**Exercise requirements**
Translate this sentence from the Form 8-K cover page into Spanish: "Check the appropriate box below if the Form 8-K filing is intended to simultaneously satisfy the filing obligation of the registrant under any of the following provisions:"

SECURITIES AND EXCHANGE COMMISSION

WASHINGTON, D.C. 20549

 

FORM 8-K

 

CURRENT REPORT

PURSUANT TO SECTION 13 OR 15(d)

OF THE SECURITIES EXCHANGE ACT OF 1934

 

Date of Report (Date of earliest event reported): July 8, 2025

 

Mach Natural Resources LP

(Exact name of registrant as specified in its charter)

 

Delaware   001-41849   93-1757616
(State or other jurisdiction
of incorporation)
  (Commission File Number)   (IRS Employer
Identification No.)

 

14201 Wireless Way, Suite 300, Oklahoma City, Oklahoma   73134
(Address of principal executive offices)   (Zip Code)

 

(405) 252-8100

Registrant’s telephone number, including area code

 

Not applicable.

(Former name or former address, if changed since last report.)

 

Check the appropriate box below if the Form 8-K filing is intended to simultaneously satisfy the filing obligation of the registrant under any of the following provisions:

 

Written communications pursuant to Rule 425 under the Securities Act (17 CFR 230.425)

**Supplied material**
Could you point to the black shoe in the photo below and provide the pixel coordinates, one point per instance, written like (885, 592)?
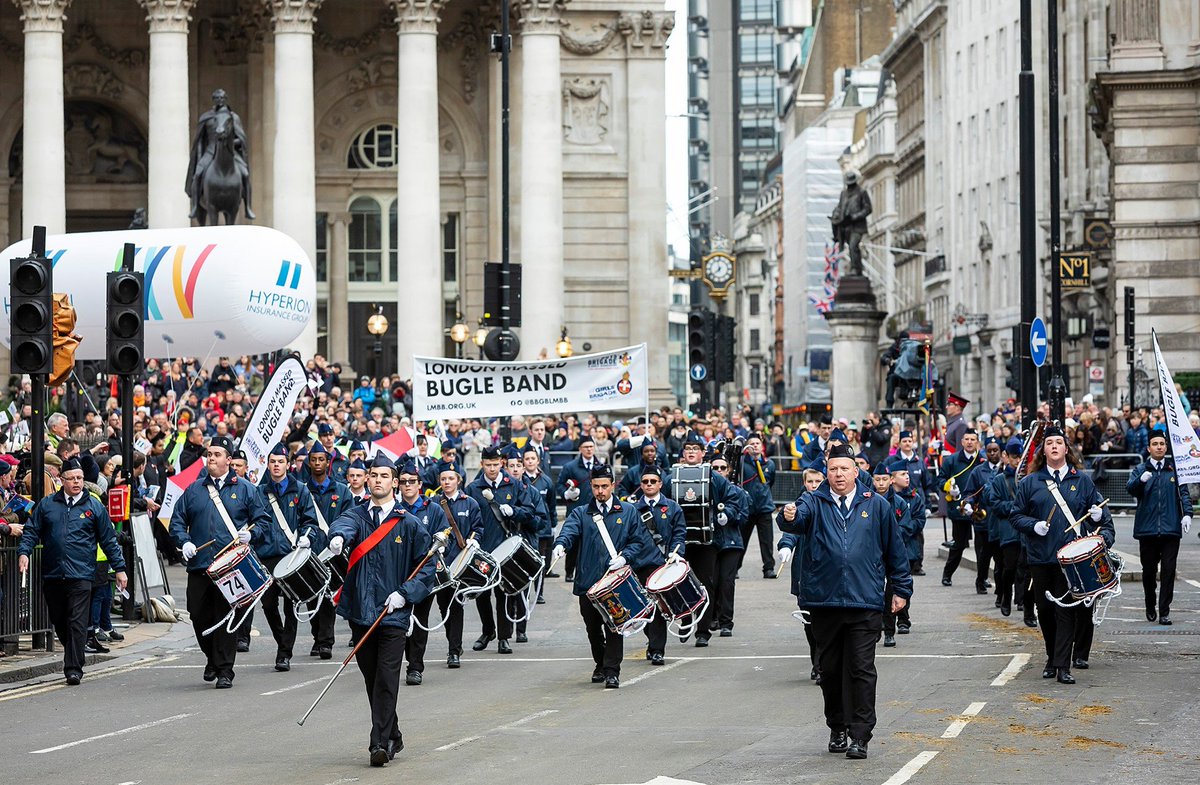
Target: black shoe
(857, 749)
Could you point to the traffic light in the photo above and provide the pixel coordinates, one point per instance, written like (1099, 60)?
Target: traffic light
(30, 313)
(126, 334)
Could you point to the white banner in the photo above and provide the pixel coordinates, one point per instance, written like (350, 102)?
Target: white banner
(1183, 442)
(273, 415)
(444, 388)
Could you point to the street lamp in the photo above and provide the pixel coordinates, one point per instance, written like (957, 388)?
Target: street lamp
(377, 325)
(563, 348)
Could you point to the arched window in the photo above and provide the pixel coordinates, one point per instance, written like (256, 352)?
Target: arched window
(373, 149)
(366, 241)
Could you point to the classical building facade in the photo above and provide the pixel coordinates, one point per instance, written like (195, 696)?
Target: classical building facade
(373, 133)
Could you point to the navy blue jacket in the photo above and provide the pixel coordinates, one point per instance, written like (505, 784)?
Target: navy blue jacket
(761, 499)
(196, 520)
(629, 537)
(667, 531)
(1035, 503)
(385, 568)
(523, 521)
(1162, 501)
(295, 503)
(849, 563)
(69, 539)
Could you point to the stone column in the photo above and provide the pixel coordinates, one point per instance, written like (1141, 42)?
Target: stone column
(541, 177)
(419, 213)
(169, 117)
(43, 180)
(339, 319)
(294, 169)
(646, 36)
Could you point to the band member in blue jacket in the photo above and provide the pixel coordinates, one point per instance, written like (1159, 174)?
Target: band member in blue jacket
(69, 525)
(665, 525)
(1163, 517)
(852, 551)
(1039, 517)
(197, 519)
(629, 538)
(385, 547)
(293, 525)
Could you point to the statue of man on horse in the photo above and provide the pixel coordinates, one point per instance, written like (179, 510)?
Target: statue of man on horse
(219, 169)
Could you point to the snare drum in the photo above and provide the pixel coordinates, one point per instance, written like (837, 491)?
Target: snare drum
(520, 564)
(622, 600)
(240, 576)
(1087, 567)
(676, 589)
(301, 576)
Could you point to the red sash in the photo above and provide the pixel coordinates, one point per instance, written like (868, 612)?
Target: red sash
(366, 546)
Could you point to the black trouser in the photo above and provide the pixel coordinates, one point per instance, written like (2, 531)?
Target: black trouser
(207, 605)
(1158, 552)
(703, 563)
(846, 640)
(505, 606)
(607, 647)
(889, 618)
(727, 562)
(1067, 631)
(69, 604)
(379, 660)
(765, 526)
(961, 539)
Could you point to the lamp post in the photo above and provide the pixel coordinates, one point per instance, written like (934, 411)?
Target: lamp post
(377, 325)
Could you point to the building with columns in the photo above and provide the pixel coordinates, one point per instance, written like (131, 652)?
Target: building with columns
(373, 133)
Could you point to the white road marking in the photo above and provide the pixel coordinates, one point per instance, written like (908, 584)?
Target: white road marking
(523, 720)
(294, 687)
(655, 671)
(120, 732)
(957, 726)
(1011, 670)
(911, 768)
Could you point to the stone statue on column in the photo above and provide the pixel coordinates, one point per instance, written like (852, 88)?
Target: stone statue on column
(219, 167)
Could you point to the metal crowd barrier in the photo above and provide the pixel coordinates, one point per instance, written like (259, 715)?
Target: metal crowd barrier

**Answer for the task**
Marque la casilla correspondiente a continuación si la presentación del Formulario 8-K tiene por objeto cumplir simultáneamente con la obligación de presentación del registrante conforme a cualquiera de las siguientes disposiciones: